◆ 取り組む課題:
抜粋のうち、「なるほど、ロックンロールとレ」から「おっしゃる通りMarc Fordの加入は大きいですね。」に至るまでのすべてを、一字も変えずにもう一度書き出してください。

◆ 抜粋:
****
しかし。アモリカだけは買ってません。買えるかー!!
いくら何でもこのジャケはひど過ぎます。ネット販売のなかった頃は、乙女はどうやってコレを入手すれば良かったというんだあっ!!

>Screaming Bunnyさん♪。
あはっ☆、怒ってる。一度見ただけで、忘れられないジャケットのひとつなんですけどね。確かにセンスが良いとは言えないな。あたしは買えましたけどね・・・って、当然ですか?(笑)。
なるほど、ロックンロールとレトロか。いいトコついてますね。特に初期の彼等って、レトロとかコピーとか、そんな言い方がついて回りましたものね。ただ、全く新しいモノを取り入れなかったわけじゃないんだけど、何て言われてもストレートな表現をしてきた事が結局は評価されるわけで、なかなか大したバンドだったんじゃないかと思うんです。

The Black Crowesに関するコメント読みました。
的確に上手く表現しますね。
1st Album"Shake Your Money Maker"が発売された時、僕は高校生でした。
"Sister Luck" と"She Talks to Angels" が好きでずっとAlbumが出る度に聞いています。
僕は2nd Album "The Southern Harmony and Musical Companion"が一番好きです。
おっしゃる通りMarc Fordの加入は大きいですね。
Led Zeppelinも好きなのでLive at the Greekは今も頻繁に聞きます。
2006年のライヴ"Freak 'n' Roll...Into the Fog"が最高です。
一時的ですが2nd Albumのメンバーが集まりMarc Fordもかっこいいですね。

>うえださん♪、妙な言い方しててすみません(汗)。
今 "the Southern Harmony and Musical Companion" と "Amorica" を聴き比べてたんですけど、本来の the Black Crowes らしさから言えば・・・断然 "Southern Harmony..." ですよね。で、あたしの音楽の趣味から言っても同じになるはずなんだ。でも、それは分かっているけど、どうにも "Amorica" に取り憑かれちゃったような感じです。ああ、ねっとりとしたサウンドがあたしを呼んでいる(笑)。
"Live at the Greek" は面白い上に、彼等にとっても大きかったと思っています。問題はただ、兄弟仲がねえ。まあ、もっと丸くなったら魅力あるサウンドが作れないのかもしれませんけども・・・。

僕も"Amorica"は好きです。
8."Ballad in Urgency" 〜11."Descending" 迄の流れは特にいいですね。
このAlbumには入っていませんが、"Disc one: The Tall Sessions"にも収録されている"Sunday Night Buttermilk Waltz"も好きです。
****
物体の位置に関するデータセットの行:
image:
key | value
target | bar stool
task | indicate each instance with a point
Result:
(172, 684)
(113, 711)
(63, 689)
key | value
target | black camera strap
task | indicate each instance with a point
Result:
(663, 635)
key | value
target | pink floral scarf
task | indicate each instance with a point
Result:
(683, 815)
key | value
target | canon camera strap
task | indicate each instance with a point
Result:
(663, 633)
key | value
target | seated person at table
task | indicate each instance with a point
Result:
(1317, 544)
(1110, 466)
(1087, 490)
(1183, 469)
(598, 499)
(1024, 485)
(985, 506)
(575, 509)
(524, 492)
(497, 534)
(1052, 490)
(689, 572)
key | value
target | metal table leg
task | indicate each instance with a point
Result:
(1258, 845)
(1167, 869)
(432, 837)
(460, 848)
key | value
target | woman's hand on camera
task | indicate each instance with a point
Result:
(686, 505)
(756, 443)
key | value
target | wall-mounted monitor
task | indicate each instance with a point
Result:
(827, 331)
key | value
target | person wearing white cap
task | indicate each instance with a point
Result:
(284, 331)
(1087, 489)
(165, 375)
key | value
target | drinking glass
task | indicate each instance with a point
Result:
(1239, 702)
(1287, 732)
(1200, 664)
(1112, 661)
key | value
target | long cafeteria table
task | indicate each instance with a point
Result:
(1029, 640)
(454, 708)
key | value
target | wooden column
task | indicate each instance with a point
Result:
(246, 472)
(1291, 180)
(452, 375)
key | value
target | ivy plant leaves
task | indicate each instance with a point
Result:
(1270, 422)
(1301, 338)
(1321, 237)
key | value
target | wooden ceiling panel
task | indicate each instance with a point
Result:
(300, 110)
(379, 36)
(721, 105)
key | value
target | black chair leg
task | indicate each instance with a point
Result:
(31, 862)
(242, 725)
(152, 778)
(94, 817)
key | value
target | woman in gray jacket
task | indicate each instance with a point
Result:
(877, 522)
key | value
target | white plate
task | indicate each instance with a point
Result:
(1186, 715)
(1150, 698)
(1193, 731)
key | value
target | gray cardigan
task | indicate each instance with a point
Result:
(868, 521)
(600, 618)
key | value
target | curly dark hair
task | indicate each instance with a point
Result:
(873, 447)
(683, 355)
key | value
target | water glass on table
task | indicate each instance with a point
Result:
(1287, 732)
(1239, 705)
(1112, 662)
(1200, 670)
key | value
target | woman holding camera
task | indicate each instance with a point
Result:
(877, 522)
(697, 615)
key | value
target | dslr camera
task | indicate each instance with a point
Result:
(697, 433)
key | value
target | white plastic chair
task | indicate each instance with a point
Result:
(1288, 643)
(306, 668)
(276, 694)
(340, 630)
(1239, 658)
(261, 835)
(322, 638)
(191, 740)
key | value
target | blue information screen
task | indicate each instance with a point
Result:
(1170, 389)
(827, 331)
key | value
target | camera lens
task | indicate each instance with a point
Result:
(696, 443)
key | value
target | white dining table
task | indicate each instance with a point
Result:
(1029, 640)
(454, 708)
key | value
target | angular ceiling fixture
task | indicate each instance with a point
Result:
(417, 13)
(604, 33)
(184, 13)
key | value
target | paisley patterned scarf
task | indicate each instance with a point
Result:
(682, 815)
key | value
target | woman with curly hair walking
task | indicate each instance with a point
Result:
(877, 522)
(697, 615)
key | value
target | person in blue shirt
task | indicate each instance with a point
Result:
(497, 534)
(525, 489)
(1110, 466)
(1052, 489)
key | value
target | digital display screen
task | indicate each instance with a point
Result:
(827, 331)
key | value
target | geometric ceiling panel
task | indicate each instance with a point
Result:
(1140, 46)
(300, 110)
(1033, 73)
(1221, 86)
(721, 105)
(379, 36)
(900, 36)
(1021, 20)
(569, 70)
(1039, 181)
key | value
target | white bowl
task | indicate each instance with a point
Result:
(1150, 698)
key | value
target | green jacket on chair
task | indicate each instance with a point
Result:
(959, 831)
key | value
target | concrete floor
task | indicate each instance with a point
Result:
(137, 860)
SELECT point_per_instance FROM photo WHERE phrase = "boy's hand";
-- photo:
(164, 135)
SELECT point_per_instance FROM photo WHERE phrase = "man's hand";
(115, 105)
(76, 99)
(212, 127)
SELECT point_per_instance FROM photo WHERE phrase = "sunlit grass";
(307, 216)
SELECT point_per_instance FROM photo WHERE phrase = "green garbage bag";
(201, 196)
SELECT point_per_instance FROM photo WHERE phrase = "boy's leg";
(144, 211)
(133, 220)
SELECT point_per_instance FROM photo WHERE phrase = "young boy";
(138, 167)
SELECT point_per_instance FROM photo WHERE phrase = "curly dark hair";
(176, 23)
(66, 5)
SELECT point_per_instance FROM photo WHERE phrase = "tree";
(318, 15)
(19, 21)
****
◆ この課題の解答:
なるほど、ロックンロールとレトロか。いいトコついてますね。特に初期の彼等って、レトロとかコピーとか、そんな言い方がついて回りましたものね。ただ、全く新しいモノを取り入れなかったわけじゃないんだけど、何て言われてもストレートな表現をしてきた事が結局は評価されるわけで、なかなか大したバンドだったんじゃないかと思うんです。

The Black Crowesに関するコメント読みました。
的確に上手く表現しますね。
1st Album"Shake Your Money Maker"が発売された時、僕は高校生でした。
"Sister Luck" と"She Talks to Angels" が好きでずっとAlbumが出る度に聞いています。
僕は2nd Album "The Southern Harmony and Musical Companion"が一番好きです。
おっしゃる通りMarc Fordの加入は大きいですね。